> **INSTRUCTIONS TO FOLLOW**
Copy word for word everything from the start of the records down to and including the line that contains "[[748, 491]]". Leave the pictures out.
....
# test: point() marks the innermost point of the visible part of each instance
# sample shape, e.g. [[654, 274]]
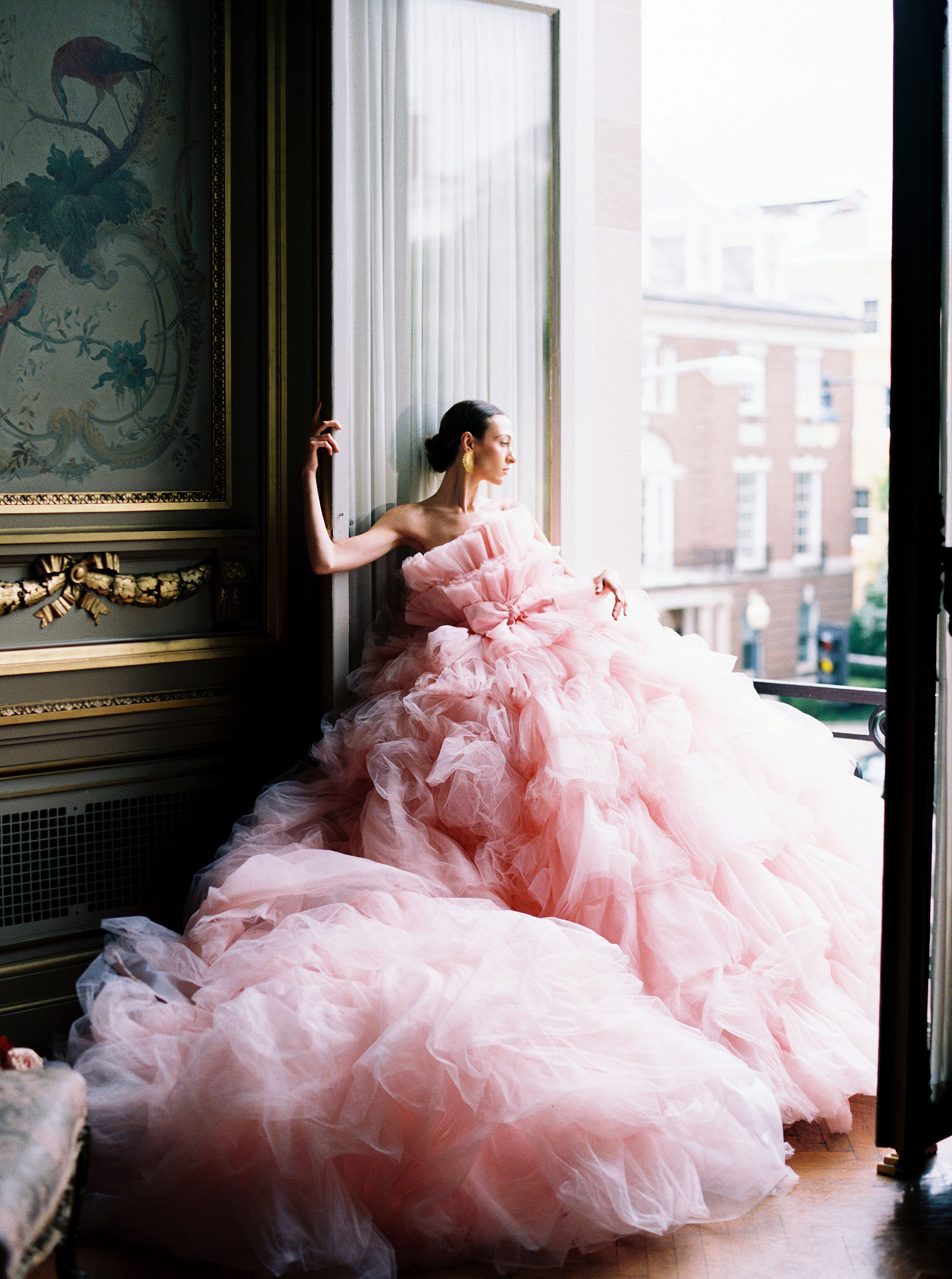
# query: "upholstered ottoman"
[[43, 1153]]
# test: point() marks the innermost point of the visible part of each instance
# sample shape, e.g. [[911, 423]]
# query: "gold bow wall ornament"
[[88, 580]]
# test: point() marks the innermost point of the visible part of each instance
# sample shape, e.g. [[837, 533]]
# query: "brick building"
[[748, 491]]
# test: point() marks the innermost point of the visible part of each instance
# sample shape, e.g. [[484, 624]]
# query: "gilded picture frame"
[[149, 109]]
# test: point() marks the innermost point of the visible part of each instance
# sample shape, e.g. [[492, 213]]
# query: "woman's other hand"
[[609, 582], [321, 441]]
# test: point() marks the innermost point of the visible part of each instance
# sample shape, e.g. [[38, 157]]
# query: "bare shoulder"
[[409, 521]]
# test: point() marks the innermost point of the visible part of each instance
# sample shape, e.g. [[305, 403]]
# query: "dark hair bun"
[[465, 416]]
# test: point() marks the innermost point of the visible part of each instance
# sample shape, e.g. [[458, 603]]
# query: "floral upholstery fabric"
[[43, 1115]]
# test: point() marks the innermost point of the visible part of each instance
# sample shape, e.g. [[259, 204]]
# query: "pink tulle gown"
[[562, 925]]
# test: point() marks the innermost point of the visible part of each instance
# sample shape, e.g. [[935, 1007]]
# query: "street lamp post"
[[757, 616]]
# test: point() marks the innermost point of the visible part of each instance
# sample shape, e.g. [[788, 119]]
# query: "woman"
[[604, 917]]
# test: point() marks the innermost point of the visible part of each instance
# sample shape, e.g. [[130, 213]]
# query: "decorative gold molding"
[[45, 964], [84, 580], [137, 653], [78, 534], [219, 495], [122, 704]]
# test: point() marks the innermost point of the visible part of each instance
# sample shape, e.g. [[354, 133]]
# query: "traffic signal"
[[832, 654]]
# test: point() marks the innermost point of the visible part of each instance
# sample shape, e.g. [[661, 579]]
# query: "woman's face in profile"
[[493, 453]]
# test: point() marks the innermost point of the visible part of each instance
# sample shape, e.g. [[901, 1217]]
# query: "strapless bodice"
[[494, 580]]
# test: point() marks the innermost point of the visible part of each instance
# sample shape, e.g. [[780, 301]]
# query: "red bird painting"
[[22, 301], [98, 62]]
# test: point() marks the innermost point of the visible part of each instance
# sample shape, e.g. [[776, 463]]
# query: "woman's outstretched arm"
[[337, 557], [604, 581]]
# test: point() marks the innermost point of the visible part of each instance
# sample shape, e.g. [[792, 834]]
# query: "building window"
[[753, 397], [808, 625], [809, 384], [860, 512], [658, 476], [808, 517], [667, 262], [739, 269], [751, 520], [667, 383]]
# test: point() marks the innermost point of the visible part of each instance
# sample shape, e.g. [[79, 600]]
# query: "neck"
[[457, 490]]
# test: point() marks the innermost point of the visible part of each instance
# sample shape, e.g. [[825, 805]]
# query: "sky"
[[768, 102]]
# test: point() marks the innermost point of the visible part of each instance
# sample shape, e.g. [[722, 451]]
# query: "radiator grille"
....
> **RESULT OF THIS TASK**
# test: point() marks the innermost point of the visible part of each instance
# sample shape, e.g. [[654, 274]]
# query: "upholstered ottoman"
[[43, 1153]]
# test: point() marks the innermost point of the visible part of each instance
# sample shape, e.g. [[911, 423]]
# query: "gold bow wall ornament"
[[88, 580]]
# test: point() marks the innermost point of the visible part of each instance
# sample shape, e.g. [[837, 533]]
# query: "brick building"
[[748, 491]]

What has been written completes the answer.